Answer these questions using the court opinion below:
1. According to the court, how much cocaine base did Kasprowski jointly undertake with Prayear to distribute?
2. During the August 1 transaction, what did Kasprowski say Prayear possessed?
3. What amount of crack did the government and Kasprowski stipulate to as relevant conduct?

> **GIVEN TEXT**:
★ ★ ★ ★ ★
Defendant O knows about her boyfriend's ongoing drug-trafficking activity, but agrees to participate on only one occasion by making a delivery for him at his request when he was ill. Defendant O is accountable under subsection (a) (1) (A) for the drug quantity involved on that one occasion. Defendant O is not accountable for the other drug sales made by her boyfriend because those sales were not in furtherance of her jointly undertaken criminal activity (i.e., the one delivery).

U.S.S.G. § 1B1.3, comment. n. 2(c) (5).

If the evidence was clear that Kasprowski had "agree [d] to participate on only one occasion," her relevant conduct would be limited to the July 26 sale. However, the record reflects that Kasprowski's involvement in Prayear's drug distribution extended beyond that one sale. Tape recordings of the July 26 and August 1 sales demonstrate that Kasprowski was actively involved in Prayear's drug trafficking. During the July 26 sale Kasprowski discussed with the informant how she was "taking the risk" by distributing crack cocaine in Prayear's absence. Kasprowski also claimed that she could make more money selling crack than Prayear, since Prayear would smoke more of the product than Kasprowski would. Kasprowski's boast that "I count the money, I keep it counted" shows direct involvement in the overall distribution scheme, and her acknowledgement that Prayear asked her to "stay [in the apartment] and take care of business" shows that Prayear relied upon her assistance. Kasprowski's comments during the August 1 transaction also reveal her complicity in Prayear's distribution scheme. Kasprowski indicated during that transaction that Prayear possessed a beeper and that she intended to give out code numbers for use with that beeper. The district court noted, "I think that to hold that the discussions about beepers in this case were not directed towards drug trafficking or drug dealing would be just, quite simply, blinking at reality. "

These conversations indicate that Kasprowski, at least from July 26 to August 2, jointly undertook with Prayear to distribute 7.72 grams of cocaine base. Accordingly, the district court did not clearly err in its determination "that the probation officer's findings of relevant conduct, not only on July 26, 1994, but on August 1, 1994, and August 2, 1994, are supported by the evidence." The fact that the government and Kasprowski stipulated to relevant conduct of a lesser amount ("at least 1 but less than 2 grams" of crack) does not require a different result, as the plea agreement itself acknowledges. See U.S.S.G. § 6B1.4(d) ("The court is not bound by the stipulation...."); United States v. Williams, 880 F.2d 804, 806 (4th Cir. 1989) ("The sentencing judge is not bound to a particular sentence under the plea agreement...."). Neither is it dispositive that the underlying charge is one of distribution, rather than conspiracy. See U.S.S.G. § 1B1.3(a) (1) (A) (noting that jointly undertaken criminal activity is relevant conduct "whether or not charged as conspiracy"); United States v. Ellis, 975 F.2d 1061, 1067 (4th Cir. 1992) (" [A] district court can, in sentencing, consider quantities of cocaine involved in a conspiracy even when the defendant pled guilty only to possession with intent to distribute and even though the quantity expressed in the count to which he pled guilty was smaller ...."), cert. denied, 507 U.S. 945 (1993). In sum, the district court did not err in counting the three transactions as relevant conduct under U.S.S.G. § 1B1.3.
★ ★ ★ ★ ★
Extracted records
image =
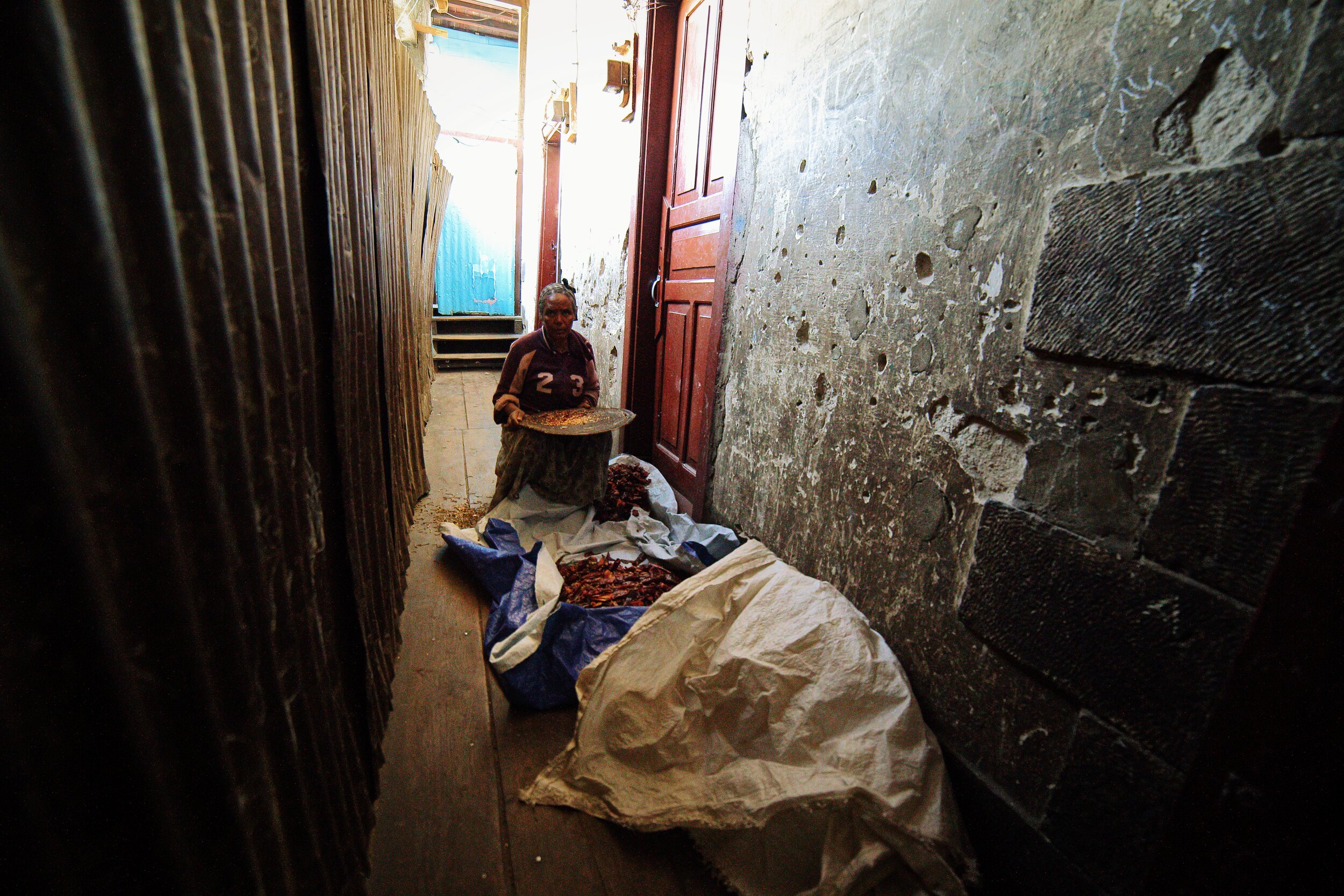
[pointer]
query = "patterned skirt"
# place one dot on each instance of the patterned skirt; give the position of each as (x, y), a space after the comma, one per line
(566, 469)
★ ★ ★ ★ ★
> **PROBLEM SOLUTION**:
1. 7.72 grams of cocaine base, at least from July 26 to August 2.
2. A beeper.
3. At least 1 but less than 2 grams.